In the stretch from the line containing "For the benchmark, mark each instance of the spoon" through the end of the records below, swap "photo" for "image" and leave everything else unchanged. Return only those lines, and omit the pictures.

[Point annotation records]
++++++++++++++++++++

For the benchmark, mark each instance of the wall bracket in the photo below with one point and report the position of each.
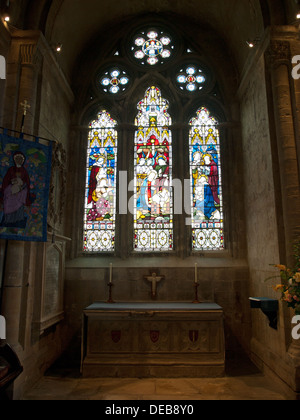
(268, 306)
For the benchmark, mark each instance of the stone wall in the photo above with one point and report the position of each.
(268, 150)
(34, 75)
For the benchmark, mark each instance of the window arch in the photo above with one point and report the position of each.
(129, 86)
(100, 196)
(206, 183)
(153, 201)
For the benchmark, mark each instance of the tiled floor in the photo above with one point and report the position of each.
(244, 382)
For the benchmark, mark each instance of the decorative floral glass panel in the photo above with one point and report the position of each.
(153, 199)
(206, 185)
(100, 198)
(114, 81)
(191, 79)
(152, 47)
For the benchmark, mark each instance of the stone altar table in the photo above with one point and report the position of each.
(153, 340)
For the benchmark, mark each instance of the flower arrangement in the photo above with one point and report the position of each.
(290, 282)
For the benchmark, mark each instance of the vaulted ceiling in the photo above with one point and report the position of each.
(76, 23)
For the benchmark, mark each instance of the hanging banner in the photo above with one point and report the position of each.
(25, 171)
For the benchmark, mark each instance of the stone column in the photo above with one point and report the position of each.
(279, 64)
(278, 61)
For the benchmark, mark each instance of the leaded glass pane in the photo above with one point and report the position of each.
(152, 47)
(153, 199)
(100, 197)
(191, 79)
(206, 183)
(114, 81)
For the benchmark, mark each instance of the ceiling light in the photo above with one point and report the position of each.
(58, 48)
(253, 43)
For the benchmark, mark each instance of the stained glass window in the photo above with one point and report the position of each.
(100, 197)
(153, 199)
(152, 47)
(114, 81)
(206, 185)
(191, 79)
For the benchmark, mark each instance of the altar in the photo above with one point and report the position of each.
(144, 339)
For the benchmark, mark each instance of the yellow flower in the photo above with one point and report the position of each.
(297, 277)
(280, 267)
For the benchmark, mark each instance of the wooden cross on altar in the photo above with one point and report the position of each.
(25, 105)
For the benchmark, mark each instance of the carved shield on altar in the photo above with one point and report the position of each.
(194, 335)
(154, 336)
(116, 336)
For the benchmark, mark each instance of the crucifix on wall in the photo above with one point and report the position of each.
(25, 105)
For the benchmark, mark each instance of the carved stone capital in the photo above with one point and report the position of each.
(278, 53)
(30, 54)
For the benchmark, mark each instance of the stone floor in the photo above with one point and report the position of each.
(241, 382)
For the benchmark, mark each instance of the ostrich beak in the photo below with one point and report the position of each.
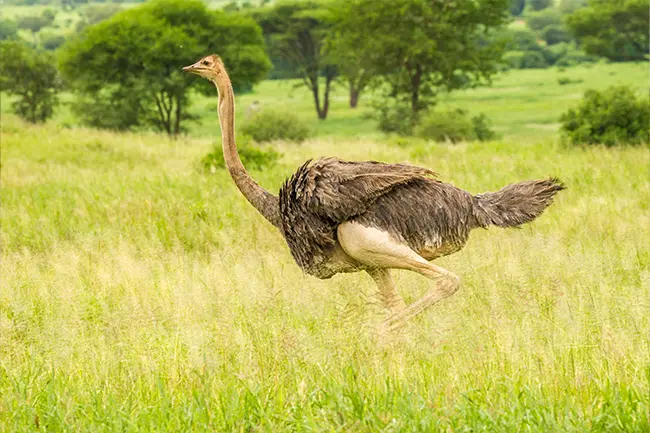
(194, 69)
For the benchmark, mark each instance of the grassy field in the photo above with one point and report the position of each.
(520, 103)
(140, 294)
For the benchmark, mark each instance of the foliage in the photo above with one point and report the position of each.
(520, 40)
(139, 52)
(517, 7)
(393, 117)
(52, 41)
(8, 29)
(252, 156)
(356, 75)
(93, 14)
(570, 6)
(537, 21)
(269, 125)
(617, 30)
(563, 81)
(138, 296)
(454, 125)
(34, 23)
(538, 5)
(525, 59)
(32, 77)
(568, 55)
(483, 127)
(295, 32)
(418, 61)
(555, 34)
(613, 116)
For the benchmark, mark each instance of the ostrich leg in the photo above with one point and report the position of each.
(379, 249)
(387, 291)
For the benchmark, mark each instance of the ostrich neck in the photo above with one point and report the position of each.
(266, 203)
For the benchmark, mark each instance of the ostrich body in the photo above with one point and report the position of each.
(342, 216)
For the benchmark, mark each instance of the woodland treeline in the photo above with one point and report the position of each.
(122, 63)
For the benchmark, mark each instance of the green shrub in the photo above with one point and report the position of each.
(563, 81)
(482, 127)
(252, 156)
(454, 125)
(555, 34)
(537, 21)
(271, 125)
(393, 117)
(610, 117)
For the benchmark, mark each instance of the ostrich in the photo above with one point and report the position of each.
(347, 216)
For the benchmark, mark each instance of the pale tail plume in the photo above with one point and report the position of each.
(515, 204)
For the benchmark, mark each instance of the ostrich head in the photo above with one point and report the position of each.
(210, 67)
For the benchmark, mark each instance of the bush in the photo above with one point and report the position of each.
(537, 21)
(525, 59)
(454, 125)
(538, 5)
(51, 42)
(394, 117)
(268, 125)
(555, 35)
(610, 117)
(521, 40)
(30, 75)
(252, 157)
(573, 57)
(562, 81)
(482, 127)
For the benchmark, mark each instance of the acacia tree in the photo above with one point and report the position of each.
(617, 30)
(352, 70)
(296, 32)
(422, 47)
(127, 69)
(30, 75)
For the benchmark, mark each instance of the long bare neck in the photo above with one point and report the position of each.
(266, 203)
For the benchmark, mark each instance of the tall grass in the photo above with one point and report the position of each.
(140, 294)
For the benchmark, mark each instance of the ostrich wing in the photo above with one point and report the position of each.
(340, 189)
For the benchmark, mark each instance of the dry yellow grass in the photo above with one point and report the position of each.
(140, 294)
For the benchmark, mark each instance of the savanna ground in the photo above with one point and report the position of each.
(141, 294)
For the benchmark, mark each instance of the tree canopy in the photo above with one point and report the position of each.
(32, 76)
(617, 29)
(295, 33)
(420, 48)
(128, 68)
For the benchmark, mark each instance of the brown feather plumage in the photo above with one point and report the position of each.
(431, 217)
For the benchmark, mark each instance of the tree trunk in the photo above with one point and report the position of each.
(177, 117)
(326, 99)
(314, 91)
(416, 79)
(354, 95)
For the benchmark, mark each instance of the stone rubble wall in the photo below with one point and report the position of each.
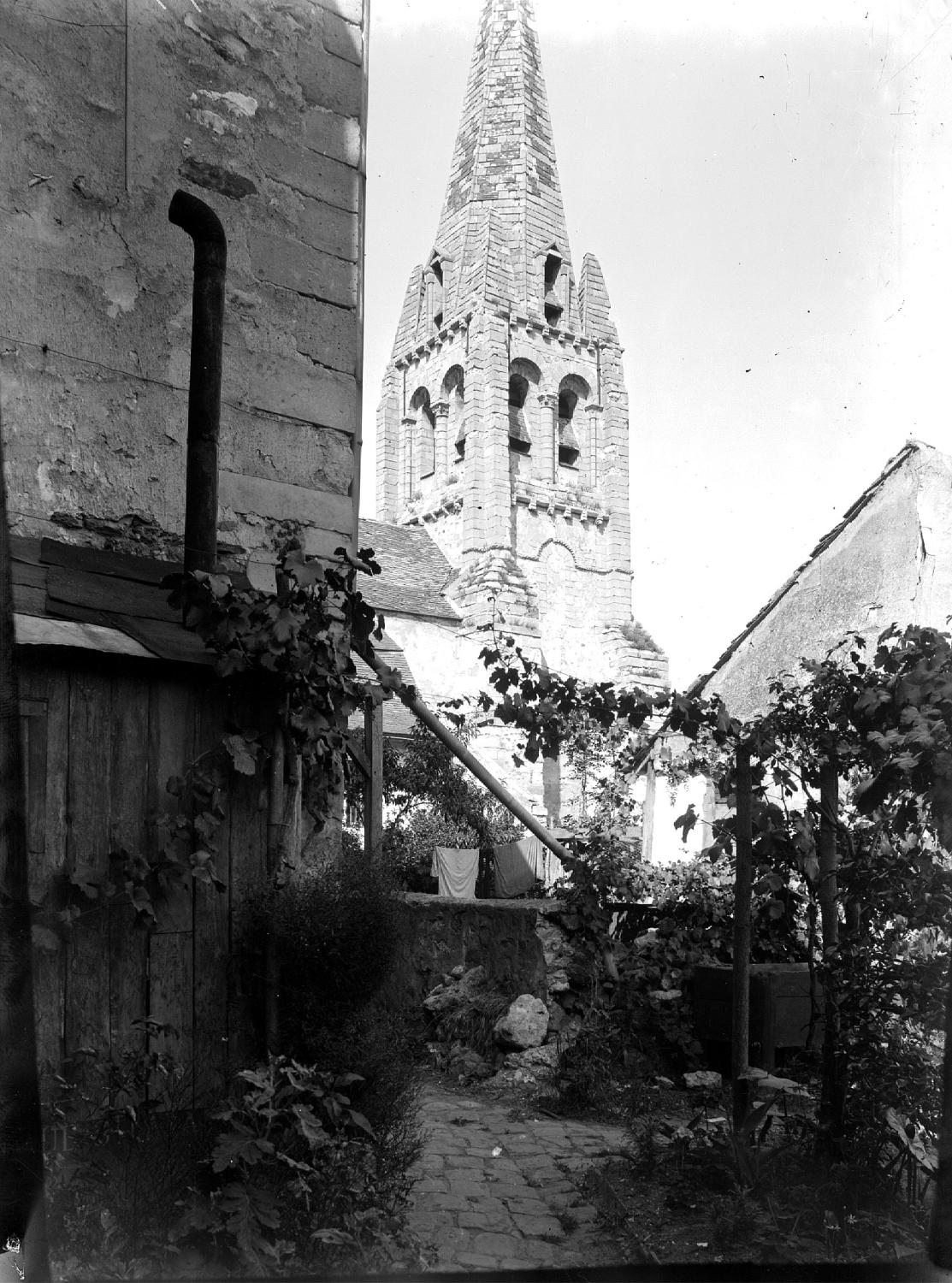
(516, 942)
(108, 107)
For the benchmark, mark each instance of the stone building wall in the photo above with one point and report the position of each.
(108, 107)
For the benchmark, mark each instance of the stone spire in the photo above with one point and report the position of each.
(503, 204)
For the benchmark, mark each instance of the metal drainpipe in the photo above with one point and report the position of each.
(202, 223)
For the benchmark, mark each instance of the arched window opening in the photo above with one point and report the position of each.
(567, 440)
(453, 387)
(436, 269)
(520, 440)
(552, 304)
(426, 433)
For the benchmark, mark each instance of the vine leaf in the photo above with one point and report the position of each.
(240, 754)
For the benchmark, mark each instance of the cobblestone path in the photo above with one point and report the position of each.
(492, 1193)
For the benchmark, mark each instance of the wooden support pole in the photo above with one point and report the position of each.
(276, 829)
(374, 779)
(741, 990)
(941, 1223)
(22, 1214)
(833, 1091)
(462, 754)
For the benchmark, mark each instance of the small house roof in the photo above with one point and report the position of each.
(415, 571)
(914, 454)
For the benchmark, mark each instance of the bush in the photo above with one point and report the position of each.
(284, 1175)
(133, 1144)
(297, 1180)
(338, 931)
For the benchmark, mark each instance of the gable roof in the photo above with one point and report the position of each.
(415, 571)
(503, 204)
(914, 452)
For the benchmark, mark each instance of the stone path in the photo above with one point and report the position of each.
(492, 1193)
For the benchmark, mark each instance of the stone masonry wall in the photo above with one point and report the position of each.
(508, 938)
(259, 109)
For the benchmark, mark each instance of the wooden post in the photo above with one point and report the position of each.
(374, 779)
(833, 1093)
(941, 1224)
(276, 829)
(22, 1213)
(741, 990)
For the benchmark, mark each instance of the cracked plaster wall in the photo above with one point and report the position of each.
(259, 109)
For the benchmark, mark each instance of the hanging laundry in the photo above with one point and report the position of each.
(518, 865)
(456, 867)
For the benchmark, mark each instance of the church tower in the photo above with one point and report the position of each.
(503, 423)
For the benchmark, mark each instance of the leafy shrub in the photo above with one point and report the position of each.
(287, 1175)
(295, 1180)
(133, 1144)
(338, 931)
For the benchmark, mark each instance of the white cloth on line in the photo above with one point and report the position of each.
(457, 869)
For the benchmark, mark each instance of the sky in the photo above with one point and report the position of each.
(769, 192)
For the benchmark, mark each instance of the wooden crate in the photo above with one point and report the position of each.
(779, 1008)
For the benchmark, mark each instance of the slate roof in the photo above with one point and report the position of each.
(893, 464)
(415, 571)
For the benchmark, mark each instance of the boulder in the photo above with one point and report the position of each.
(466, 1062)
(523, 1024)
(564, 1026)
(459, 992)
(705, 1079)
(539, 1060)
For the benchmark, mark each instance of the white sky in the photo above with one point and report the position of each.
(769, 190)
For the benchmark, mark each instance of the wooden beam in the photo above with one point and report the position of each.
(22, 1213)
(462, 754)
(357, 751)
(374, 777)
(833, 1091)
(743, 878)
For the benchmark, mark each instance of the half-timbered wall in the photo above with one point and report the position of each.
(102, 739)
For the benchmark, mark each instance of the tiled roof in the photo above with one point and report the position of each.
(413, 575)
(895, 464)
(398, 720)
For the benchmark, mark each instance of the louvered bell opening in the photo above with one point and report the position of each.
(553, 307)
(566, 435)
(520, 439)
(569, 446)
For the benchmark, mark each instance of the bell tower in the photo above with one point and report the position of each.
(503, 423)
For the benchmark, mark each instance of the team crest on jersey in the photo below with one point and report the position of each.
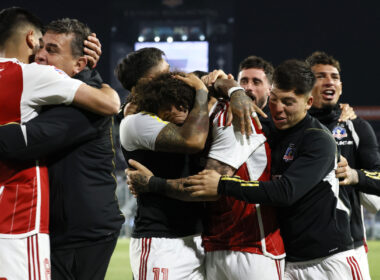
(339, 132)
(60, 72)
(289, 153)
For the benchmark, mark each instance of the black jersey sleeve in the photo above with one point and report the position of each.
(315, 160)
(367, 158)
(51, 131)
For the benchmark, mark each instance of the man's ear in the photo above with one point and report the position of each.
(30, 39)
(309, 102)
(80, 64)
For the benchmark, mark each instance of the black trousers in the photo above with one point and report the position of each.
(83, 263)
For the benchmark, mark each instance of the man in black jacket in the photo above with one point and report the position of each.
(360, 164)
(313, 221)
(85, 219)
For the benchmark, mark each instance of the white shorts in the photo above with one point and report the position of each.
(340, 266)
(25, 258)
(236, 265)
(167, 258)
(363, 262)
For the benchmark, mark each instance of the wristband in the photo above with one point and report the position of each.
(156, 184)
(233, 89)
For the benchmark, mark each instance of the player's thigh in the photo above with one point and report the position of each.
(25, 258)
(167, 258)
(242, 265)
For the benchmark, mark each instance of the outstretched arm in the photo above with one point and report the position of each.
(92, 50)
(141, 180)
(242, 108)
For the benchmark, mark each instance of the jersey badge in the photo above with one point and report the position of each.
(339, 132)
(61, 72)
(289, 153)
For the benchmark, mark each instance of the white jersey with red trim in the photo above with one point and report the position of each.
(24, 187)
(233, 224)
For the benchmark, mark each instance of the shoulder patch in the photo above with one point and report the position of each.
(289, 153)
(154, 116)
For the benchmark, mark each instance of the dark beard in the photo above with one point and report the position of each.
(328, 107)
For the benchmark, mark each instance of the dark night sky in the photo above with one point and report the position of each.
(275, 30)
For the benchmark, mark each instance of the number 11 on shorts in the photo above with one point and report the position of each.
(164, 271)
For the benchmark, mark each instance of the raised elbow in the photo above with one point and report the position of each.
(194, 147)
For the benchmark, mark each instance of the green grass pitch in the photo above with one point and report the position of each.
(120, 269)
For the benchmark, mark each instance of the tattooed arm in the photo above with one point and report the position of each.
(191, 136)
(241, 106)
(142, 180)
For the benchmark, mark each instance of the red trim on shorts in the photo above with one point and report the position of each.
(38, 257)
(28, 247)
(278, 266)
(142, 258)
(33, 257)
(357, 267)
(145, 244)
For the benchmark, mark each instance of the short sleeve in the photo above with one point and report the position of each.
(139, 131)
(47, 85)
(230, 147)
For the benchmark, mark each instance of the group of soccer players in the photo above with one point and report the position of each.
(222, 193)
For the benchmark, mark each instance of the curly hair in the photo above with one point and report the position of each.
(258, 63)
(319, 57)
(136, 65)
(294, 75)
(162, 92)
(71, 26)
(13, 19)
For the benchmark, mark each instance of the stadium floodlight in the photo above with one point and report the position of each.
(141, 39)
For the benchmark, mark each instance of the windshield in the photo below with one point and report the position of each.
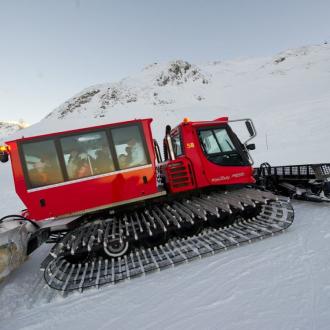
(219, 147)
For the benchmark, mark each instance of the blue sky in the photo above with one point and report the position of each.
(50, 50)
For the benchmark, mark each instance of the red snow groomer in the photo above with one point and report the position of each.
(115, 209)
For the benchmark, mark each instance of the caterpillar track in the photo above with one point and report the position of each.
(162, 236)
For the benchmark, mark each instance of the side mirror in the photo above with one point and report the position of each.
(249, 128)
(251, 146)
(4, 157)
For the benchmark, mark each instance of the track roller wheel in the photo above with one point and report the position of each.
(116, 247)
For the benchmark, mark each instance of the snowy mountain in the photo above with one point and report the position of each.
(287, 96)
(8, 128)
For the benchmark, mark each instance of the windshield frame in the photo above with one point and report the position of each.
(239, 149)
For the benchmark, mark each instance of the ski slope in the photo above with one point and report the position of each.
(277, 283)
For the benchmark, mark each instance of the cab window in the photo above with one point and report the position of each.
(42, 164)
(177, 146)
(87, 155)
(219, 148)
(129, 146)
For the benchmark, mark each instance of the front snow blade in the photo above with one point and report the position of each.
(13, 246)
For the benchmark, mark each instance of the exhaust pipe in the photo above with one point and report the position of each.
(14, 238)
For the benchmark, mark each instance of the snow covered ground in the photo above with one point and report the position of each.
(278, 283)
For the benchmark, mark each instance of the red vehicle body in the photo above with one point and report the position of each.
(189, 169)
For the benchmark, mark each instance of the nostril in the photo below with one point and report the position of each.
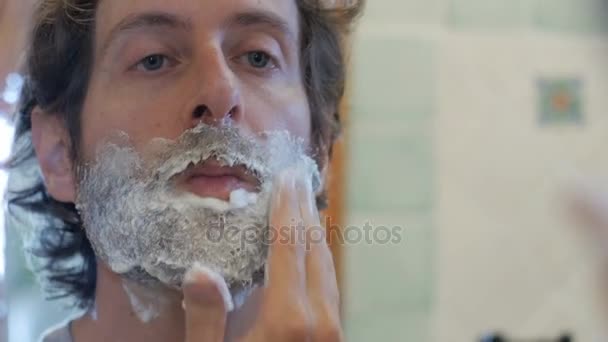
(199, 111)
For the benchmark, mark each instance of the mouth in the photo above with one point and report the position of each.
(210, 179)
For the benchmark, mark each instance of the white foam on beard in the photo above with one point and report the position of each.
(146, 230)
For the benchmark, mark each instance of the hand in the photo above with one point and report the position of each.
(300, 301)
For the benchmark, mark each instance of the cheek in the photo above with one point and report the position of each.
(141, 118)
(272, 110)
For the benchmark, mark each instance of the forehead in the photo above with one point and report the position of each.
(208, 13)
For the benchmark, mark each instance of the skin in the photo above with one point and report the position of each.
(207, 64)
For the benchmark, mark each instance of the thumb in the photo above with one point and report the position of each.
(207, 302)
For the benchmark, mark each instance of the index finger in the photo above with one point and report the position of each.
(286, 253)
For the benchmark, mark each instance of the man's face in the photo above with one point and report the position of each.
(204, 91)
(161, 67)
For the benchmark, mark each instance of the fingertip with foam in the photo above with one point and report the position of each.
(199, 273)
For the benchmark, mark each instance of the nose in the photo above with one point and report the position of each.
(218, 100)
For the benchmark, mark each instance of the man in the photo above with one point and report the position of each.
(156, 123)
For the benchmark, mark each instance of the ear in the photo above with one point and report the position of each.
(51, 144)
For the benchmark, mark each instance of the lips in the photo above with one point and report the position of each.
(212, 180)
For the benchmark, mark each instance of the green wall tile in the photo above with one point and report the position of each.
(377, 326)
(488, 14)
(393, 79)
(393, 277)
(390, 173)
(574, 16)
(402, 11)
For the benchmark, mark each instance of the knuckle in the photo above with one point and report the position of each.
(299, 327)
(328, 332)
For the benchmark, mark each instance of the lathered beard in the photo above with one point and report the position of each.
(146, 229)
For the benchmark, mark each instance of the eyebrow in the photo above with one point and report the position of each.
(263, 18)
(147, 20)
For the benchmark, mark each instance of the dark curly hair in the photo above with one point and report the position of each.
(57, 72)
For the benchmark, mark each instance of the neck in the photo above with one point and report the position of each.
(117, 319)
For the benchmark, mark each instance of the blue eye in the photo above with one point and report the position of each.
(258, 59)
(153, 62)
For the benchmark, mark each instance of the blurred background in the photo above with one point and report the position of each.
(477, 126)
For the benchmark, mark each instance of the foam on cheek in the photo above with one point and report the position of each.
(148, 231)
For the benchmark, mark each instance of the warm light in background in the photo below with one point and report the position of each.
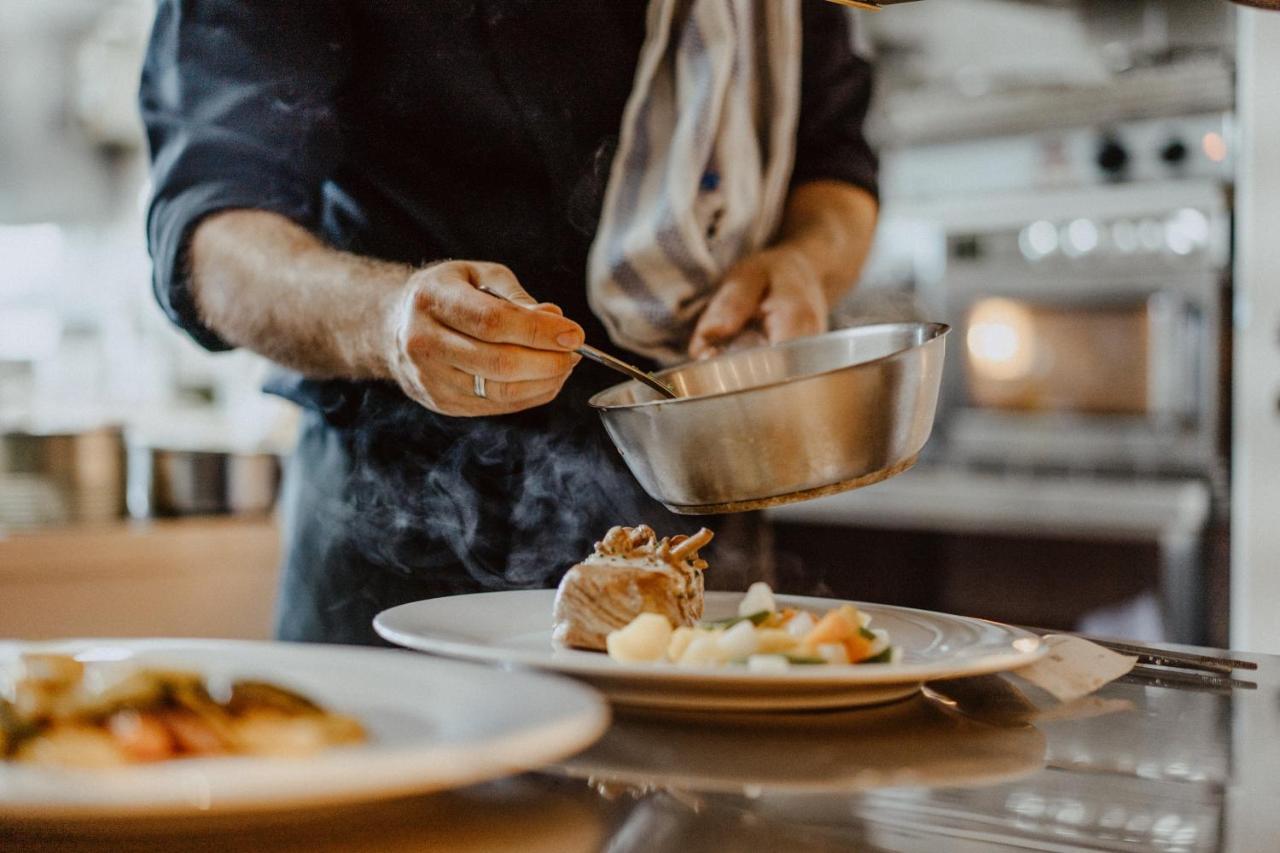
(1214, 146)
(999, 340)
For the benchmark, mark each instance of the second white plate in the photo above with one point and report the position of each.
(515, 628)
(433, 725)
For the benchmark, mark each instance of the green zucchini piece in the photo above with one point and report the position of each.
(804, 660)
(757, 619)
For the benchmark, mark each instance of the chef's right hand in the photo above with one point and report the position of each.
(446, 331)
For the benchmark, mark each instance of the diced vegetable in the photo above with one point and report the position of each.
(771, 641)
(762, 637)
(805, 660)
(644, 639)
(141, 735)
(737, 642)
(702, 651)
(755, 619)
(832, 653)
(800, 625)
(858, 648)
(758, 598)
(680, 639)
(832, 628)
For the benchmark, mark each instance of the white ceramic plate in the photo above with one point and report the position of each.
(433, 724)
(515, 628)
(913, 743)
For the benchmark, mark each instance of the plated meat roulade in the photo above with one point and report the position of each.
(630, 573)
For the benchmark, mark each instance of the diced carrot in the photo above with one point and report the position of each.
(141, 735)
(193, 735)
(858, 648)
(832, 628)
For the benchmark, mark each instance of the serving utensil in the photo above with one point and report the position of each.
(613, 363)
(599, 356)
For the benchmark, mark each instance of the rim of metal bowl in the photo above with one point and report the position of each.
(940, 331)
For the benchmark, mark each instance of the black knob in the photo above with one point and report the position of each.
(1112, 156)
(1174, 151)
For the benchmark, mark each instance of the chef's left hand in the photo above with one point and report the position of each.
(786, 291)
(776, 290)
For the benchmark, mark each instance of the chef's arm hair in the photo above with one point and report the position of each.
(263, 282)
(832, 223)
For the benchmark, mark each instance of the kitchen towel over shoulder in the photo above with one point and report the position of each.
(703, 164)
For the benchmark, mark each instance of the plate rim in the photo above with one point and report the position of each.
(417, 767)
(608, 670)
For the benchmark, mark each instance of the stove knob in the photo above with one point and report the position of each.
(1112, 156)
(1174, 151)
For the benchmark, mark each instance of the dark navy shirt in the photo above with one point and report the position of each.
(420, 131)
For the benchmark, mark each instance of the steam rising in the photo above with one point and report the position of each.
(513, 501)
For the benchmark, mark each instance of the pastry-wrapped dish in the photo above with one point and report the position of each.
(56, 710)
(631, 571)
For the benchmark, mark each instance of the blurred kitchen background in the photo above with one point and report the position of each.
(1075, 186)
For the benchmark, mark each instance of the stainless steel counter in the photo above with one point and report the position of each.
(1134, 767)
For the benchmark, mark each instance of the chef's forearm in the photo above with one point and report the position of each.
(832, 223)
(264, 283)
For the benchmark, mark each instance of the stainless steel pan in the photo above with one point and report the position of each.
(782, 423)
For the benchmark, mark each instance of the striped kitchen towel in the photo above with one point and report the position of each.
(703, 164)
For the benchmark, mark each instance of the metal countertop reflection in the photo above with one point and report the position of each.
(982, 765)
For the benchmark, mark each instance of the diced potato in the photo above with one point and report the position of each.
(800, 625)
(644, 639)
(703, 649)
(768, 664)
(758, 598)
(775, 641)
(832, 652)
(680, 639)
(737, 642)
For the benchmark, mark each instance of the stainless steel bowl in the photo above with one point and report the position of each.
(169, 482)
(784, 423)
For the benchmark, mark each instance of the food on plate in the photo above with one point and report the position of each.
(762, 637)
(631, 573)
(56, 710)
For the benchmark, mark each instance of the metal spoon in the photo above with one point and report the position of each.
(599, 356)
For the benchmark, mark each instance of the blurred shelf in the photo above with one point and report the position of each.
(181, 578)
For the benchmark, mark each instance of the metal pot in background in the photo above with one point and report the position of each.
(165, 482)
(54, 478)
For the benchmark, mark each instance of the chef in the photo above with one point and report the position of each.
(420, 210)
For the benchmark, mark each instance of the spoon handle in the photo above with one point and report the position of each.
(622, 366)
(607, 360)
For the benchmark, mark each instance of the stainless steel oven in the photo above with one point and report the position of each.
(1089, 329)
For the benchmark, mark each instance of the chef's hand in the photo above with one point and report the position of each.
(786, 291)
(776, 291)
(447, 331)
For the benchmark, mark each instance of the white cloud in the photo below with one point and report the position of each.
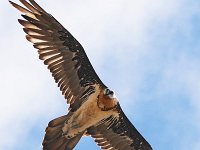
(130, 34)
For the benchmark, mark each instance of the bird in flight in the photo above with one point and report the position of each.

++++++++++++++++++++

Response to this task:
For the benchmark, mark each instance of the spoon handle in the image above with one point and report the position of each.
(622, 366)
(607, 360)
For the benchmark, mark each instance of the stainless steel oven in the image above with one point and report the position of each.
(1089, 329)
For the benchmark, mark each instance of the chef's hand in the image above with one point and report the position of each.
(786, 291)
(776, 291)
(447, 331)
For the benchmark, mark each instance of the white cloud in the image below with one point and report the position of each.
(130, 34)
For the benchmark, mark each instance of the bird in flight in the image above with one point and report the position of each.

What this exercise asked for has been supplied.